§ CONSIGNE 1:
Transformez en CSV à deux colonnes, nommées texte et reponse, les enregistrements qui commencent à la ligne contenant "Task: identify the standing" et se terminent à la ligne contenant "<point>348,159</point>", ces deux lignes comprises. Produisez une ligne par enregistrement, avec chaque champ entre guillemets et les sauts de ligne remplacés par des espaces.

§ EXTRAIT DU TEXTE:
^^^^^^^^^^^^^^^^
Pour l'hommage qui se rend à Jean Amblard, aucun lieu n'aurait pu être mieux choisi que celui-ci, où se développe son œuvre la plus connue, où entourée de ces frises monumentales qui sont comme le portrait de l'artiste, sa voix se mêle à nos propos et très haut et très fort, dit ce que furent nos maquis ici résumés par l'image d'un maquis d'Auvergne où le peintre fut acteur et témoin.
C'est fin 1945 que l'État commanda à Jean Amblard la décoration d'un panneau destiné à orner le hall du théâtre de Saint-Denis. La Municipalité décidait alors de transformer cette commande en votant un supplément de crédit à celui de l'État afin de décorer les murs de la salle du Conseil de vastes peintures qui témoigneraient de l'action de ceux qui sauvèrent l'honneur de la Nation profanée.
Jean choisit de peindre ces scènes où des jeunes gens montent la garde, saluent les couleurs, dans ces forêts qu'il connaissait depuis l'enfance, où pour le combat suprême il était venu rejoindre les siens, lui ce petit-fils de paysans qui depuis toujours, d'âge en âge sur les mêmes lieux, avaient vécu sur ces terres qui l'avaient vu naître.
Toute son œuvre passée et à venir est ici comme résumée dans sa décision d'artiste qui constamment a su allier le visage de l'homme, ses actions, aux divers contextes de la Nature, que ce soit pour le combat, le drame, la joie ou le travail, comme en témoignent les créations qui vont suivre au Château de Vouzeron pour le compte du Syndicat des Métallurgistes ou la décoration de la salle des Mariages de la mairie de La Courneuve et tous les travaux consacrés au Monde du Travail ouvrier, à l'animation de préaux d'écoles, et cela toujours dans un langage plastique clairement lisible, sans gesticulation ni emprunts faciles à l'allégorie et au symbole.
^^^^^^^^^^^^^^^^
Entrées de données enregistrées:

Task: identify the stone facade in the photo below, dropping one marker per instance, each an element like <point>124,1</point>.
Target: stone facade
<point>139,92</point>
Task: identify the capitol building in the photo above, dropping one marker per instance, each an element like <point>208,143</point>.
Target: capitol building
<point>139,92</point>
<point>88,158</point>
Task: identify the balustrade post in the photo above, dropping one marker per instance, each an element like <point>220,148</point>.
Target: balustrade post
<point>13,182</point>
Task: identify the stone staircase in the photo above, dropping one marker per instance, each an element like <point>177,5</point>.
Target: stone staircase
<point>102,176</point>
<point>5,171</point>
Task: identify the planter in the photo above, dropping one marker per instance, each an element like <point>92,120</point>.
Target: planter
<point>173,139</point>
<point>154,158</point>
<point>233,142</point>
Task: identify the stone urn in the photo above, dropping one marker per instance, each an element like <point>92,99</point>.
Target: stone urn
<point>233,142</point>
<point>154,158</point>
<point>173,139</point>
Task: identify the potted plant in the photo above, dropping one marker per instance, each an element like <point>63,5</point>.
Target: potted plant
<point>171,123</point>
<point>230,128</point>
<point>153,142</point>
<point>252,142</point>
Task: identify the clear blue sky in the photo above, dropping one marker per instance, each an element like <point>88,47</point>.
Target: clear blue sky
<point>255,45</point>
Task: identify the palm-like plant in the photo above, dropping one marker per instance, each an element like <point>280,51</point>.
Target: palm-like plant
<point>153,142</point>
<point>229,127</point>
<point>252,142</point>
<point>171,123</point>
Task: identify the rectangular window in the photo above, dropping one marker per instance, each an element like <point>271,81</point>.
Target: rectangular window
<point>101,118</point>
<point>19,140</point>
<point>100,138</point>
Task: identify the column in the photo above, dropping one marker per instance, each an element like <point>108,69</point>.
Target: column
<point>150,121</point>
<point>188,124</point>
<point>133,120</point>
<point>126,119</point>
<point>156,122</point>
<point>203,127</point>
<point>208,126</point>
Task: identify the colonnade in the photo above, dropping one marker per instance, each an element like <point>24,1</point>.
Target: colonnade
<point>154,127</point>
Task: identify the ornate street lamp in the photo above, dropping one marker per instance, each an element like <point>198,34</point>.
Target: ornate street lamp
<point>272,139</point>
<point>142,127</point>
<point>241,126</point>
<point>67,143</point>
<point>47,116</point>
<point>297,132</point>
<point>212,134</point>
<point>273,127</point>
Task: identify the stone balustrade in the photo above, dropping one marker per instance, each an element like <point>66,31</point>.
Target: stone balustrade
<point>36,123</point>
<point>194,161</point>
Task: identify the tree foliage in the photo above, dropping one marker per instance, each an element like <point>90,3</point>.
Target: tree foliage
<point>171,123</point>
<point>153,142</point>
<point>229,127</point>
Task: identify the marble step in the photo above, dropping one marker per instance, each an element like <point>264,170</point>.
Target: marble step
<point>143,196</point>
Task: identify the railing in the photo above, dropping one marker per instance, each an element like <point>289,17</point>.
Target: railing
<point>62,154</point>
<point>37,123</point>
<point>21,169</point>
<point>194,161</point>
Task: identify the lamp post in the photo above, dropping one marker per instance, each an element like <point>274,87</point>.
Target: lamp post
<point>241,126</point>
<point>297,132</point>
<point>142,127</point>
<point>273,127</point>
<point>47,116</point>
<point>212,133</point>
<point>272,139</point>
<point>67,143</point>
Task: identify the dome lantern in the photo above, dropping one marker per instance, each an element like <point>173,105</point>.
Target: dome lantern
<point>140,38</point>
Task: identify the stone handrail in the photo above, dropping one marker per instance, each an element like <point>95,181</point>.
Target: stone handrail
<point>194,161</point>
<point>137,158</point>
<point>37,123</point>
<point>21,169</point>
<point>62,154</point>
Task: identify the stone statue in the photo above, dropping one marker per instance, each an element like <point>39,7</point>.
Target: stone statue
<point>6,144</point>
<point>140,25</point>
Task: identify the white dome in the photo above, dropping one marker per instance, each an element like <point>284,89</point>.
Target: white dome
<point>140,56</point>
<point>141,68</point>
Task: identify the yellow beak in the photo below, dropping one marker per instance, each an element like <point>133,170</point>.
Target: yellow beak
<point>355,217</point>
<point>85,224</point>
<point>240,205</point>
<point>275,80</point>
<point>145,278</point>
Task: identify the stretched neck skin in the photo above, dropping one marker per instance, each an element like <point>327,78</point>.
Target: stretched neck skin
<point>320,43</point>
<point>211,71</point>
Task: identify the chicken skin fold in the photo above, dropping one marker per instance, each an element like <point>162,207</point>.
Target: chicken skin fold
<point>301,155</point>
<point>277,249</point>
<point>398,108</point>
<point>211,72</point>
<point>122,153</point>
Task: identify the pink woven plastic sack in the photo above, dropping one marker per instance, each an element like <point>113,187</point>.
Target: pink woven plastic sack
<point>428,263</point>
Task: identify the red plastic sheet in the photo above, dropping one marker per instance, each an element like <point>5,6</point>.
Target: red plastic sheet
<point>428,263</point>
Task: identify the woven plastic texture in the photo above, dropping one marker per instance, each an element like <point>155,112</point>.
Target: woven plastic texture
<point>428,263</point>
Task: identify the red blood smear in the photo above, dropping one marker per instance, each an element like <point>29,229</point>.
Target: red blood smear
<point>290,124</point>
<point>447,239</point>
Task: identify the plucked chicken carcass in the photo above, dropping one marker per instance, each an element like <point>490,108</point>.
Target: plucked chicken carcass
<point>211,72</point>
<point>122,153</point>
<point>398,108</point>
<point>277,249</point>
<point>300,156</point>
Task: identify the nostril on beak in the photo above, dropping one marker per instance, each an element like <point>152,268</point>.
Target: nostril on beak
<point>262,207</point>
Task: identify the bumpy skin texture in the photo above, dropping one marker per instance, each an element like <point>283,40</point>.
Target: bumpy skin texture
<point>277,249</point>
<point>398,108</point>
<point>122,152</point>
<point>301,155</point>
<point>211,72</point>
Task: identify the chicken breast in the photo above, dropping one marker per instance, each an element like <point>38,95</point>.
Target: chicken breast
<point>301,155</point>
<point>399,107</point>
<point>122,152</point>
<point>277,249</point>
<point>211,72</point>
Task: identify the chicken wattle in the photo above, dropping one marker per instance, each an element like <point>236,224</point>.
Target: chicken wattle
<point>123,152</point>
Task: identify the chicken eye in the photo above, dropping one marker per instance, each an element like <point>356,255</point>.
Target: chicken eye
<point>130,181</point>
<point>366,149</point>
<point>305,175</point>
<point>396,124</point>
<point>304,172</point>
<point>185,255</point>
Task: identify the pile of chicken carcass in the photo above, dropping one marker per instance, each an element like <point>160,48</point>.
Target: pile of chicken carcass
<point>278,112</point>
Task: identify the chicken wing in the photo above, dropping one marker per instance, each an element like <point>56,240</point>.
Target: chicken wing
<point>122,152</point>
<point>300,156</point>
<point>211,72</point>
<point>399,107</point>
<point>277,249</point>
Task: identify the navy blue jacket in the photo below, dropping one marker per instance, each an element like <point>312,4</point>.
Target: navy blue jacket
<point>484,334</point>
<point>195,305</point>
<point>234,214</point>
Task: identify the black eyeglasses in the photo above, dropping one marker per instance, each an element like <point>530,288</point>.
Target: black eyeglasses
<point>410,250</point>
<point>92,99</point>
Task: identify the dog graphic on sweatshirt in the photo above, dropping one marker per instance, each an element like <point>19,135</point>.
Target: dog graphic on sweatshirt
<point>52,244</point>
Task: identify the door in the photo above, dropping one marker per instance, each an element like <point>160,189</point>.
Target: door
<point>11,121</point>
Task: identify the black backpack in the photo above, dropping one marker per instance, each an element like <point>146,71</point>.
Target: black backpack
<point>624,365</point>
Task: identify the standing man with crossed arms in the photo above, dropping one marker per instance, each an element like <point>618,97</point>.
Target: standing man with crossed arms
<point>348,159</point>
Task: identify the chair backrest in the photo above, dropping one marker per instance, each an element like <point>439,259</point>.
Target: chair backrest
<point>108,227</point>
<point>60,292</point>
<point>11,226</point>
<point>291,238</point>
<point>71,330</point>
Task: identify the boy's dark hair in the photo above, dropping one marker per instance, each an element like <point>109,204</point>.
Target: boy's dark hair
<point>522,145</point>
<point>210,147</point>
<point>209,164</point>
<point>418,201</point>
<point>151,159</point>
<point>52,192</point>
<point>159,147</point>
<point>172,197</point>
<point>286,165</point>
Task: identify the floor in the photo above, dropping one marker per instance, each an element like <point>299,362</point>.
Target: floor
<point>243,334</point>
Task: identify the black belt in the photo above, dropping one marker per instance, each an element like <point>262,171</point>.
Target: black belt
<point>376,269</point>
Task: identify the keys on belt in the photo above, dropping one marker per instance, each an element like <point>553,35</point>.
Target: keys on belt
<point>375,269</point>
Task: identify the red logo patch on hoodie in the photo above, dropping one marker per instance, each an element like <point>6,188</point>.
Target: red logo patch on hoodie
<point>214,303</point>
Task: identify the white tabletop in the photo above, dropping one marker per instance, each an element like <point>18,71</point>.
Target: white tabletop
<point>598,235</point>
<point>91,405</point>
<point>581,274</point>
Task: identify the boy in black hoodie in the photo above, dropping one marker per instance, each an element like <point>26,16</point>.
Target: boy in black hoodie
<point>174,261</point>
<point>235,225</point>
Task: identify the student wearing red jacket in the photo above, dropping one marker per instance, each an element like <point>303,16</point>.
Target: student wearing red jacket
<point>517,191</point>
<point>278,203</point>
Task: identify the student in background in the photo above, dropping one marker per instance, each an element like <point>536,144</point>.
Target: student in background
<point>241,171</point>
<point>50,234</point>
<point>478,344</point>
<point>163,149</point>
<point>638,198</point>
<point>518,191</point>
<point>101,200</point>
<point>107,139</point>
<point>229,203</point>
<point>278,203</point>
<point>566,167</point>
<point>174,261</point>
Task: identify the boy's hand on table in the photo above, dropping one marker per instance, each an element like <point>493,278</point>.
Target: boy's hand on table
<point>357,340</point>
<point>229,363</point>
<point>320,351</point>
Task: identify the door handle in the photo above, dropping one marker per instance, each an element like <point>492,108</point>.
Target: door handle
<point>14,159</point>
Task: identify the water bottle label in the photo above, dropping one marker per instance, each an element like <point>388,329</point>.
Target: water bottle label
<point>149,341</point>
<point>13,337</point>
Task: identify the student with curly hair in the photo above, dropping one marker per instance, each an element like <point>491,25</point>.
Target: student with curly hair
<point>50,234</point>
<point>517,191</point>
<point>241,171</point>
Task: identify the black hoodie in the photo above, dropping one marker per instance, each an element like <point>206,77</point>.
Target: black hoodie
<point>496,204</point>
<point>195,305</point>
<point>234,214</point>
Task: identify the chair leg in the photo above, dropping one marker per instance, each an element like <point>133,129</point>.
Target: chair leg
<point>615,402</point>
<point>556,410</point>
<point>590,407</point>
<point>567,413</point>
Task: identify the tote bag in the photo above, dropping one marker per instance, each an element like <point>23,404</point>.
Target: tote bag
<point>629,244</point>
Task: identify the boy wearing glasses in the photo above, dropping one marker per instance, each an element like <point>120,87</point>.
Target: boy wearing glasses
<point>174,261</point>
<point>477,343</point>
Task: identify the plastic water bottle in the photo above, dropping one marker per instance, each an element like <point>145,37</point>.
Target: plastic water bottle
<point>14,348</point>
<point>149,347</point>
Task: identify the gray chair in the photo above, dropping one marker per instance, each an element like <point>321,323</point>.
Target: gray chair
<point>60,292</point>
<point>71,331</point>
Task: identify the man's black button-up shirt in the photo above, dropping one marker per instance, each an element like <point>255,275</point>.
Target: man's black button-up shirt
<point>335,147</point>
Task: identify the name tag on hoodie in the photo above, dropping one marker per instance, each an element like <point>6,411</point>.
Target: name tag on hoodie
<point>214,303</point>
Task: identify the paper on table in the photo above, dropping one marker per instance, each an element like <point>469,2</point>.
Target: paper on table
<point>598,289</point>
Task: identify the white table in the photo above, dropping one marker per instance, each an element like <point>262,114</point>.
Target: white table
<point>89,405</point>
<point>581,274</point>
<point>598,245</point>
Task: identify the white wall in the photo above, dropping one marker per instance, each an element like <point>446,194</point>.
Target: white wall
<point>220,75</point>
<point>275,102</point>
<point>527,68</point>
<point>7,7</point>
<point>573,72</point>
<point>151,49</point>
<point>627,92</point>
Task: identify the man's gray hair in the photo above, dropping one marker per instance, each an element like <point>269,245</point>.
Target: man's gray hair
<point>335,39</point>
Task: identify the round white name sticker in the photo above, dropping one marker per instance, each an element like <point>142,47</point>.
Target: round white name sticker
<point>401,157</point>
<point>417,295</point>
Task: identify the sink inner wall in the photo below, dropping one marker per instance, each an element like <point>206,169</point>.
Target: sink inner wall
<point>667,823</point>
^^^^^^^^^^^^^^^^
§ CONSIGNE 2:
Reproduisez à l'identique le passage du texte sur Jean Amblard qui commence par "Pour l'hommage qui" et se termine par "la Nation profanée.".

§ RÉPONSE ATTENDUE 1:
texte,reponse
"Task: identify the standing man with crossed arms in the photo above, dropping one marker per instance, each an element like <point>618,97</point>. Target: standing man with crossed arms","<point>348,159</point>"

§ RÉPONSE ATTENDUE 2:
Pour l'hommage qui se rend à Jean Amblard, aucun lieu n'aurait pu être mieux choisi que celui-ci, où se développe son œuvre la plus connue, où entourée de ces frises monumentales qui sont comme le portrait de l'artiste, sa voix se mêle à nos propos et très haut et très fort, dit ce que furent nos maquis ici résumés par l'image d'un maquis d'Auvergne où le peintre fut acteur et témoin.
C'est fin 1945 que l'État commanda à Jean Amblard la décoration d'un panneau destiné à orner le hall du théâtre de Saint-Denis. La Municipalité décidait alors de transformer cette commande en votant un supplément de crédit à celui de l'État afin de décorer les murs de la salle du Conseil de vastes peintures qui témoigneraient de l'action de ceux qui sauvèrent l'honneur de la Nation profanée.